▸ **Consigne**
Convertissez en CSV à deux colonnes, texte et reponse, les lignes comprises entre celle qui contient "Find and box each front bumper." et celle qui contient "[220,0,632,242]", bornes incluses. Faites une rangée par énoncé avec ses coordonnées, mettez chaque champ entre guillemets et remplacez les retours à la ligne par des espaces.

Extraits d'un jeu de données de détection
>>>

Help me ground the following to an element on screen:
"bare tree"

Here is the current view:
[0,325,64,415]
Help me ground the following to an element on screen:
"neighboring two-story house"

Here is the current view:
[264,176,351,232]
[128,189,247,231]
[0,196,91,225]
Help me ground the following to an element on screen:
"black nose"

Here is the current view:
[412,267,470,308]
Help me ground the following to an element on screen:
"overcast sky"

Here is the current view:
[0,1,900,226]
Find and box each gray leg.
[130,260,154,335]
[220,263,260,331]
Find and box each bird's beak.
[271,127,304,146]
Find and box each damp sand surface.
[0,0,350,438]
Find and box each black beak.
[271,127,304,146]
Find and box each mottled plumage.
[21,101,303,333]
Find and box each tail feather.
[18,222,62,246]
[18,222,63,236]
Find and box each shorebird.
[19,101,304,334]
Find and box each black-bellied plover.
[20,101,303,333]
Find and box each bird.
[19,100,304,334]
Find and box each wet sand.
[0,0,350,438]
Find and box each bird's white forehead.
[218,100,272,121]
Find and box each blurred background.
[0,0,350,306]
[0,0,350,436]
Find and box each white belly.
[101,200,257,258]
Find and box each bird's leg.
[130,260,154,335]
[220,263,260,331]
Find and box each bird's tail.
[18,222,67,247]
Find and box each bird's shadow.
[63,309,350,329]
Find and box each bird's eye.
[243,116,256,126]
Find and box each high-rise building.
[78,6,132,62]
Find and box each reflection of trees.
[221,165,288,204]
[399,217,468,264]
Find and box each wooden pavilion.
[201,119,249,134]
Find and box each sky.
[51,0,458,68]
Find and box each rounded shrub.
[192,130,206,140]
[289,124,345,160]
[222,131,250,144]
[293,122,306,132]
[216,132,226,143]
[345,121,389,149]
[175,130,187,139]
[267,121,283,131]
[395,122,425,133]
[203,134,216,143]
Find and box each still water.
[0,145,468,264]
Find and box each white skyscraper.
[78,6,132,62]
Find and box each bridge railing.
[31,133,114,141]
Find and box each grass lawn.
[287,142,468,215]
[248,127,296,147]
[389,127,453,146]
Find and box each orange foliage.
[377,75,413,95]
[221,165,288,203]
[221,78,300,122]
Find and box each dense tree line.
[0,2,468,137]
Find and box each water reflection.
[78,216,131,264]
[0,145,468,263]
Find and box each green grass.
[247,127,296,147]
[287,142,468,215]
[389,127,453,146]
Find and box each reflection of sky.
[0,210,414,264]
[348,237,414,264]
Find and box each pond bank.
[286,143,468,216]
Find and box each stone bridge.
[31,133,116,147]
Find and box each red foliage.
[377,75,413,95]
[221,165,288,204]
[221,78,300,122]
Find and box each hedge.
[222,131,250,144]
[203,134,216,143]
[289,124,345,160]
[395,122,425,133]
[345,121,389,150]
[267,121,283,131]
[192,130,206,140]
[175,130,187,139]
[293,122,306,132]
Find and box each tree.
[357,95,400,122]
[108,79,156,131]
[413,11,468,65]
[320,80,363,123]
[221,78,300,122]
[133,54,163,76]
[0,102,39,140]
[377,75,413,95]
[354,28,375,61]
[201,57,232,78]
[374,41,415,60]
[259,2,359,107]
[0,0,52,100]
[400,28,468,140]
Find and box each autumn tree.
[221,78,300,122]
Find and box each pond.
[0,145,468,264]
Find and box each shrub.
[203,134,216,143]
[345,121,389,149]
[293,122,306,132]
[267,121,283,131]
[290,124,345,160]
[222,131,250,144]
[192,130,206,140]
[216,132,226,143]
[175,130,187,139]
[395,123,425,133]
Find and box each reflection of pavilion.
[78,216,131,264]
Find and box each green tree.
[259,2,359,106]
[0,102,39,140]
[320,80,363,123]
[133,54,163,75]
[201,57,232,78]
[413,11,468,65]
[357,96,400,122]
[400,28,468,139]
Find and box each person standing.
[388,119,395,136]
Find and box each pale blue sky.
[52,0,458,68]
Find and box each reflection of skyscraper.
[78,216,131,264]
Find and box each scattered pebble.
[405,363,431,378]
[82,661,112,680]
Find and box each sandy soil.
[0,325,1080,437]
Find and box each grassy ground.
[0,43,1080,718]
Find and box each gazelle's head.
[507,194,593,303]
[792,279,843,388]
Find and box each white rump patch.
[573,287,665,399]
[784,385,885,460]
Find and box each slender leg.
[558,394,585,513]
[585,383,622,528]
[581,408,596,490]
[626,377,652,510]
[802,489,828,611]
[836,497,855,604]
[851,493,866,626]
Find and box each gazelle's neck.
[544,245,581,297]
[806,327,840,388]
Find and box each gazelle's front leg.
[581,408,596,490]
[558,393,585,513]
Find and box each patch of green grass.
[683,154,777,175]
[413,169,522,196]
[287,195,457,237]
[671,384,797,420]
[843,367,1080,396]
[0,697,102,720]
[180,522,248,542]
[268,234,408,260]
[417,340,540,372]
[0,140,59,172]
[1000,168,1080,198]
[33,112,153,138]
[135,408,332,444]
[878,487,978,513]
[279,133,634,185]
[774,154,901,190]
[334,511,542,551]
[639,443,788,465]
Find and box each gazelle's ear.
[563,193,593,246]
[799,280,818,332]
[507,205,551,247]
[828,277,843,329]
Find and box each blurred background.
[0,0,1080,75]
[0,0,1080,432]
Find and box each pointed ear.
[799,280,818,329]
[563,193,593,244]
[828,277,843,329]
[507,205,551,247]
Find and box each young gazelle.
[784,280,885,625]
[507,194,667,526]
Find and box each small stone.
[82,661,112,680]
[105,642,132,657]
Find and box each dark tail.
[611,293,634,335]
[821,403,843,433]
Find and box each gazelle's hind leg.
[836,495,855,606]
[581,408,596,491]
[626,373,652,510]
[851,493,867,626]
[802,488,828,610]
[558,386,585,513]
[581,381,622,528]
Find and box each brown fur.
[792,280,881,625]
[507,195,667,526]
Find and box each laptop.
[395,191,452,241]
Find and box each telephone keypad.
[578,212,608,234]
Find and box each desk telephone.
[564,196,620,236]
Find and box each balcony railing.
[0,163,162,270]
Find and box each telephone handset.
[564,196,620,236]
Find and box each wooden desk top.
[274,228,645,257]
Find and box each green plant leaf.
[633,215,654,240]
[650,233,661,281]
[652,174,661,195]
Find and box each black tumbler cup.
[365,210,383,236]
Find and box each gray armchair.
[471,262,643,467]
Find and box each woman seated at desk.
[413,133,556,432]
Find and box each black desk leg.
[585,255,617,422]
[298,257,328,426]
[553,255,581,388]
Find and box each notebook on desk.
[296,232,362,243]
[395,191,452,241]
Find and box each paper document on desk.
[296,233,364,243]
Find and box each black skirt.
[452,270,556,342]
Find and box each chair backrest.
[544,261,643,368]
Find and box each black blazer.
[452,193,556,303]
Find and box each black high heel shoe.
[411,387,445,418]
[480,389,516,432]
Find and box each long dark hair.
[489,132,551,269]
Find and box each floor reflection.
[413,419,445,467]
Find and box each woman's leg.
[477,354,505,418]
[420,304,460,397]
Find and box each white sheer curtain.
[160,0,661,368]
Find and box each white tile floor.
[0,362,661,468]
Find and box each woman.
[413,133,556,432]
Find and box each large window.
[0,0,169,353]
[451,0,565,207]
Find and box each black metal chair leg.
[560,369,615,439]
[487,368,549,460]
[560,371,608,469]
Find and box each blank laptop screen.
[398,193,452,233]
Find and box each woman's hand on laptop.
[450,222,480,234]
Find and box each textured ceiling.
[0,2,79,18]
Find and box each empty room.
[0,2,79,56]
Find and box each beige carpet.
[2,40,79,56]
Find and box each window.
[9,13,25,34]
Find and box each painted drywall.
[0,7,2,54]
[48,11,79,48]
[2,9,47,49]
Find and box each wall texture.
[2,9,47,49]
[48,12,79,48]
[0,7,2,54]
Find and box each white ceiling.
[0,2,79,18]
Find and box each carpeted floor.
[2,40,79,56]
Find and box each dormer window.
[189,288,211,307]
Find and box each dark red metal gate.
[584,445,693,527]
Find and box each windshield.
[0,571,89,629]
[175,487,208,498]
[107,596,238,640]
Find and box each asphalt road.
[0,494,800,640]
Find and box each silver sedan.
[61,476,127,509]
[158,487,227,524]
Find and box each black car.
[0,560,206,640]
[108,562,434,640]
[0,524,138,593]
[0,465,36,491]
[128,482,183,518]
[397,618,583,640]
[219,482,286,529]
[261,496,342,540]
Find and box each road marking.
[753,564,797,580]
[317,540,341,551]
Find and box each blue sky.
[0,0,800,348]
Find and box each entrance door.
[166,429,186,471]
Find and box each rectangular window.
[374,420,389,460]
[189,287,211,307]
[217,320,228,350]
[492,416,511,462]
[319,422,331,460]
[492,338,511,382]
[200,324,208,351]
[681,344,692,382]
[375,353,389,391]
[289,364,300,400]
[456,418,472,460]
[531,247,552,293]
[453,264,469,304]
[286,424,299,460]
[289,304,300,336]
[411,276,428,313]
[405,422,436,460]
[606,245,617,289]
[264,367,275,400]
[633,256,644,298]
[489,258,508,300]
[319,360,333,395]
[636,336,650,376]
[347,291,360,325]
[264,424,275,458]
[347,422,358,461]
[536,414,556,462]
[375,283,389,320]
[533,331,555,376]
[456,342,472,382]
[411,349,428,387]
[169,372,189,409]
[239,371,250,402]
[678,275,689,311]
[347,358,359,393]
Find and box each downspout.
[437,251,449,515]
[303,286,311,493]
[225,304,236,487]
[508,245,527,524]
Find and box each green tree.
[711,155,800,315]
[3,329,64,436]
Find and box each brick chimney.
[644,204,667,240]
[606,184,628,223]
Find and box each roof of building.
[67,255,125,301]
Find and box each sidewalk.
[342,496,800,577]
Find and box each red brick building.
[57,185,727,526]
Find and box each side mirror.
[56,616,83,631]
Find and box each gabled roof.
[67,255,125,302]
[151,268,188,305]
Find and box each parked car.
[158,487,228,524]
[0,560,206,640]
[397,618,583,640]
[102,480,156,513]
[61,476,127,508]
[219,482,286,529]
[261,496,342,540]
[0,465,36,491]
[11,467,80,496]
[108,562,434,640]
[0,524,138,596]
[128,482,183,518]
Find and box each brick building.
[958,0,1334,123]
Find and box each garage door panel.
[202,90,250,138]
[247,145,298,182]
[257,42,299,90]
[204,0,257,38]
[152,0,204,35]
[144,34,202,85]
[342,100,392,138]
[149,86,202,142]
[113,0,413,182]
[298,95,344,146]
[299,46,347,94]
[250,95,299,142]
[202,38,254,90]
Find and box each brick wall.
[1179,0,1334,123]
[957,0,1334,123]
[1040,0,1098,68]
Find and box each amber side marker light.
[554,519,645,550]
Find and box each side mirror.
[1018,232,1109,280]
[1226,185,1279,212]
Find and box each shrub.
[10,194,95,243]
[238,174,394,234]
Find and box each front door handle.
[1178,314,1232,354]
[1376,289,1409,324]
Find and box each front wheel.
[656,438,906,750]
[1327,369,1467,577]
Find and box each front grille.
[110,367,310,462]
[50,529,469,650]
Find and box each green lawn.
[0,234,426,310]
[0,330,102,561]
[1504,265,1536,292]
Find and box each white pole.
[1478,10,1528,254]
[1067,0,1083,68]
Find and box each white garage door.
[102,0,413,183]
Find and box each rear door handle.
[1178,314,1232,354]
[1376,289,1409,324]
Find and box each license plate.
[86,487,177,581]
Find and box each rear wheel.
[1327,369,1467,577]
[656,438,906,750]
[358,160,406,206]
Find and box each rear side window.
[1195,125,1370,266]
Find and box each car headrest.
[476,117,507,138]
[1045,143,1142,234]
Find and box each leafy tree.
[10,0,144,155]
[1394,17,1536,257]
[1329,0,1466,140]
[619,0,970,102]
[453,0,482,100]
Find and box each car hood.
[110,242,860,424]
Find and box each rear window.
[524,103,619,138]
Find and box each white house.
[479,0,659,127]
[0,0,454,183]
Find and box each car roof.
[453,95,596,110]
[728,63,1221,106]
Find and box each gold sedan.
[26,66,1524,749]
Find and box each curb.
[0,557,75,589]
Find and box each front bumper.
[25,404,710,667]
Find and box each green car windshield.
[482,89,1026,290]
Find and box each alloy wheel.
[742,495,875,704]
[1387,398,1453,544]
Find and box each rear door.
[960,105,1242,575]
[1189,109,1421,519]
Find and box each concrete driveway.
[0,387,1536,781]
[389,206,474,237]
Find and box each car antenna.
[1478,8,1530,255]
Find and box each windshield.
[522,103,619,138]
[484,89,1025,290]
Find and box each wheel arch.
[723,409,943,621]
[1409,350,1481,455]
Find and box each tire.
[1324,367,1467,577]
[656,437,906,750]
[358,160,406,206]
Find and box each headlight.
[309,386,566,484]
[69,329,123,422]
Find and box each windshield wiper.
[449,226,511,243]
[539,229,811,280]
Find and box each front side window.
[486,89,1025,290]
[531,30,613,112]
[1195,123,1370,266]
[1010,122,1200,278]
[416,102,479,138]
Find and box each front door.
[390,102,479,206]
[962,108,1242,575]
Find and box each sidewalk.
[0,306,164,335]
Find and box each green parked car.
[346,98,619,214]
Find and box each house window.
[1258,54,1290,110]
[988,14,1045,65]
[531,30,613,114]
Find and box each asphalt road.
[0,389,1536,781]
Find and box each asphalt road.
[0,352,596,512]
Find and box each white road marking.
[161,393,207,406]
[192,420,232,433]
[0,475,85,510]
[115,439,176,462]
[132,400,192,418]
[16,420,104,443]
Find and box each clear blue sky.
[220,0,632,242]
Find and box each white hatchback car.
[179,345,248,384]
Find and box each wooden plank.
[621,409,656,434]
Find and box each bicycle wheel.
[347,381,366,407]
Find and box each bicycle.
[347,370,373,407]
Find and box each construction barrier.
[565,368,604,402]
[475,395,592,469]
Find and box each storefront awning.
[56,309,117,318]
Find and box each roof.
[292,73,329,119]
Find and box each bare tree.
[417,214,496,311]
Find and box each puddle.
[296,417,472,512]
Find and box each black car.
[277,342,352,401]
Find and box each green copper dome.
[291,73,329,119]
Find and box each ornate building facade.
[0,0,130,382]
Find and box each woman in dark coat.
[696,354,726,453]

<<<

▸ **Travail réalisé**
texte,reponse
"Find and box each front bumper.","[25,404,710,667]"
"Find and box each green car windshield.","[482,89,1026,290]"
"Find and box each alloy wheel.","[742,495,875,704] [1387,398,1453,544]"
"Find and box each rear door.","[960,105,1242,575] [1189,109,1421,519]"
"Find and box each concrete driveway.","[0,387,1536,781] [389,206,474,237]"
"Find and box each car antenna.","[1478,8,1530,255]"
"Find and box each windshield.","[522,103,619,138] [484,89,1025,290]"
"Find and box each wheel arch.","[723,409,943,621] [1409,350,1481,455]"
"Find and box each tire.","[1324,367,1467,577] [656,437,906,750] [358,160,406,206]"
"Find and box each headlight.","[309,386,566,484] [69,329,123,422]"
"Find and box each windshield wiper.","[449,226,511,243] [539,229,811,280]"
"Find and box each front side window.","[486,89,1025,290] [531,30,613,112] [1195,123,1370,266] [1010,122,1200,278] [416,102,479,138]"
"Find and box each front door.","[390,102,479,206] [962,108,1242,575]"
"Find and box each sidewalk.","[0,306,164,335]"
"Find and box each green parked car.","[346,98,619,214]"
"Find and box each house window.","[1258,54,1290,110] [988,14,1045,65] [531,30,613,114]"
"Find and box each asphalt road.","[0,389,1536,781]"
"Find and box each asphalt road.","[0,352,596,512]"
"Find and box each white road marking.","[161,393,207,406] [192,420,232,433] [0,475,85,510] [115,439,176,462] [132,400,192,418] [16,420,104,443]"
"Find and box each clear blue sky.","[220,0,632,242]"